- [EXERCISE PASSAGE]:

On December 12, 1964, Frederick Williams, a 21-year-old chemistry major at the University of Pittsburgh from Basking Ridge, New Jersey, drove his 1959 Chrysler station wagon through the bridge's wooden barricades, raced off the end of the bridge, and landed upside-down but unhurt on the other side, 190 feet away at the north bank of the Allegheny River. His adventure is documented in WQED-TV's double Mid-Atlantic region Emmy Award-winning documentary "Flying off the Bridge to Nowhere and Other Tales of Pittsburgh Bridges", narrated by Rick Sebak.

Within a few weeks of this near tragedy, Pittsburgh radio personality, Rege Cordic, distributed commemorative bumper stickers which read "Official Entry, Cordic & Company Bridge Leap Contest." With thousands of vehicles bearing these stickers on Pittsburgh's streets, the city responded by blocking off the end of the bridge with concrete barriers.

The northwestern ramps were completed in 1969, allowing access to Pennsylvania Route 65, while the northeastern ramps were completed in 1986, with the construction of the northern section of Interstate 279 (North Shore Expressway) which runs through Downtown Pittsburgh's Golden Triangle and north towards Interstate 79. The bridge touches down halfway between Acrisure Stadium and PNC Park Baseball Stadium on the City's North Shore.

- [EXERCISE AIM]:
Output the part of the bridge text from "On December 12, 1964, Frederick" up to and including "by Rick Sebak.", copied word for word.

Rows from a collection:
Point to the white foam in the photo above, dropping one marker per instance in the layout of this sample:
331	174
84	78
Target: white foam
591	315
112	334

...

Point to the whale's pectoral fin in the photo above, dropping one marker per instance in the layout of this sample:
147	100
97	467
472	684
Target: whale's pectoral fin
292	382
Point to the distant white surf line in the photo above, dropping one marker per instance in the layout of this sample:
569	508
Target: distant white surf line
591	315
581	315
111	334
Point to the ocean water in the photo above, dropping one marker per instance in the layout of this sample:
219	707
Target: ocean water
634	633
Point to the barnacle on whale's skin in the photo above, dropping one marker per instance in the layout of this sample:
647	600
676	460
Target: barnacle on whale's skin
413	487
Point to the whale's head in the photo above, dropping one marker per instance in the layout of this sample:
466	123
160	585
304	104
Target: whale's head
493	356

- [ANSWER AREA]:
On December 12, 1964, Frederick Williams, a 21-year-old chemistry major at the University of Pittsburgh from Basking Ridge, New Jersey, drove his 1959 Chrysler station wagon through the bridge's wooden barricades, raced off the end of the bridge, and landed upside-down but unhurt on the other side, 190 feet away at the north bank of the Allegheny River. His adventure is documented in WQED-TV's double Mid-Atlantic region Emmy Award-winning documentary "Flying off the Bridge to Nowhere and Other Tales of Pittsburgh Bridges", narrated by Rick Sebak.